**Excerpt to read**:
-- Opening Marker --

Frank Bailey (January 5, 1865 – August 26, 1953) was a Brooklyn-based financier and philanthropist. He was married to Marie Louise Eastman. They maintained a city residence in Brooklyn, and a country residence in Locust Valley (near Lattingtown on Long Island), which they purchased in 1911 and jokingly named "Munnysunk". The estate became the 42 acre Bailey Arboretum.

==Early life and education==
Bailey was born in Chatham, New York. His father, Dr. William Cady Bailey, was a medical doctor and amateur naturalist (who had studied botany under Amos Eaton). His mother was a school-teacher and homemaker, 20 years younger than his father, a relative of Elizabeth Cady Stanton, and a graduate of Mt. Holyoke College. His parents' house was a station on the Underground Railroad for escaped slaves.

After going to a local school, then Spencertown Academy, Frank Bailey attended and graduated from Union College in Schenectady in 1885 on a scholarship after Williams College turned him down for lack of finances. He served as the Union College treasurer for 51 years, and the college's Frank Bailey Field is named after him.

-- Closing Marker --

**Supplied information**:
-- Opening Marker --

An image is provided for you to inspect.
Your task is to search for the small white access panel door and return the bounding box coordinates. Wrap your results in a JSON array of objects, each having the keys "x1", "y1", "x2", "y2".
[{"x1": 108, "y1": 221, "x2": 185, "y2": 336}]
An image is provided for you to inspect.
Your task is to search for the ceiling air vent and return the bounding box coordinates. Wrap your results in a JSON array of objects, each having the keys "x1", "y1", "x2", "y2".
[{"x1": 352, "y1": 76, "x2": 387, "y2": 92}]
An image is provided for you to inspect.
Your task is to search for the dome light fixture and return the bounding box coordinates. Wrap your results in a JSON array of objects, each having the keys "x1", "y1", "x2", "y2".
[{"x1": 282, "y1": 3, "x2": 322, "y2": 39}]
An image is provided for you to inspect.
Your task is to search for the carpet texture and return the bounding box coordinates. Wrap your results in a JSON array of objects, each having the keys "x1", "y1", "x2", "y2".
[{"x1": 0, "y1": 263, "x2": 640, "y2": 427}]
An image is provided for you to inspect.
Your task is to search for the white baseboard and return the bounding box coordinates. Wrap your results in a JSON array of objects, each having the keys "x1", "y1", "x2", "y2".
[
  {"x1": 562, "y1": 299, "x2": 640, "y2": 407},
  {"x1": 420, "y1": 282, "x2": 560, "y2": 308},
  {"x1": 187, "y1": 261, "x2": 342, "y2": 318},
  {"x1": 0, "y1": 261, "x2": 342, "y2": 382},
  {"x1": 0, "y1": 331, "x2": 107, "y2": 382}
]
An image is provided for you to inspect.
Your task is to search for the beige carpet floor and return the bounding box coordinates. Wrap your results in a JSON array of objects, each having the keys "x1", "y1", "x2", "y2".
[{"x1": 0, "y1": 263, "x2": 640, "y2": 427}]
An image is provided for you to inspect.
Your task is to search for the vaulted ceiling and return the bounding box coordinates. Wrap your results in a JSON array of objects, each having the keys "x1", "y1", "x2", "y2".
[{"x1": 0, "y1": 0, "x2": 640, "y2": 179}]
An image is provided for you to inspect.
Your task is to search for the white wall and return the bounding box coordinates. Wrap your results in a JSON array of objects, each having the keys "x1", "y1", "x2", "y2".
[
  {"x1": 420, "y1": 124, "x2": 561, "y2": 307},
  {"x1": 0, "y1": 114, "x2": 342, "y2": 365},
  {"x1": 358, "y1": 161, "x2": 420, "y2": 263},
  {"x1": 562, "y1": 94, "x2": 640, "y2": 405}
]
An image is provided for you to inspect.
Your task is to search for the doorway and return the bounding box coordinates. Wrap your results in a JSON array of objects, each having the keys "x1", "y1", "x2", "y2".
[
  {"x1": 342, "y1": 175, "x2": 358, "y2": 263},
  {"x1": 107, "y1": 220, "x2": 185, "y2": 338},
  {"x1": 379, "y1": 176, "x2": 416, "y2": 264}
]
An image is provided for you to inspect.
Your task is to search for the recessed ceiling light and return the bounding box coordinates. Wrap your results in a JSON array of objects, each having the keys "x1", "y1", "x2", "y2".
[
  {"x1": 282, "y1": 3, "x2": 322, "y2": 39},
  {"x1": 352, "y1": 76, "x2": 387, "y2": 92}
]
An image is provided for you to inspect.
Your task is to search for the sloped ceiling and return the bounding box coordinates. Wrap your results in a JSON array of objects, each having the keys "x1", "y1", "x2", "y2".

-- Closing Marker --

**Questions to answer**:
a) Summarize the passage about Frank Bailey in two sentences.
b) Extend the passage about Frank Bailey by continuing it after its final sentence.

**Solved tasks**:
a) Frank Bailey was a Brooklyn-based financier and philanthropist who, with his wife Marie Louise Eastman, bought a country residence in Locust Valley in 1911 that became the 42-acre Bailey Arboretum. Born in Chatham, New York, to a doctor and amateur naturalist and a school-teacher mother, he graduated from Union College in 1885 on a scholarship, served as its treasurer for 51 years, and has the college's Frank Bailey Field named after him.

b)
==Career==
His career began as a clerk at the Title Guarantee and Trust Company. By 1891 he became vice president of its Brooklyn office, and later became company president until 1924.

Bailey was active in public service. He was a founder and trustee of the Museum of the City of New York, a trustee of the Brooklyn Institute of Arts and Sciences, and chairman of the famous Brooklyn Botanic Garden. In 1929, the Baileys gave $125,000 for the construction of the Bailey Fountain in Brooklyn's Grand Army Plaza, selected on a design competition.

His autobiography, It Can't Happen Here Again: The Life Story of a Self-Made Man, was published in 1945 by Alfred A. Knopf (ASIN B0007E41VS).

Frank Bailey died at Munnysunk on August 26, 1953.

In honor of his humane philosophy of life and nature, his great granddaughter and great great granddaughter have established an equestrian breeding and showing farm, and named it Muny Sunk Stables, Inc.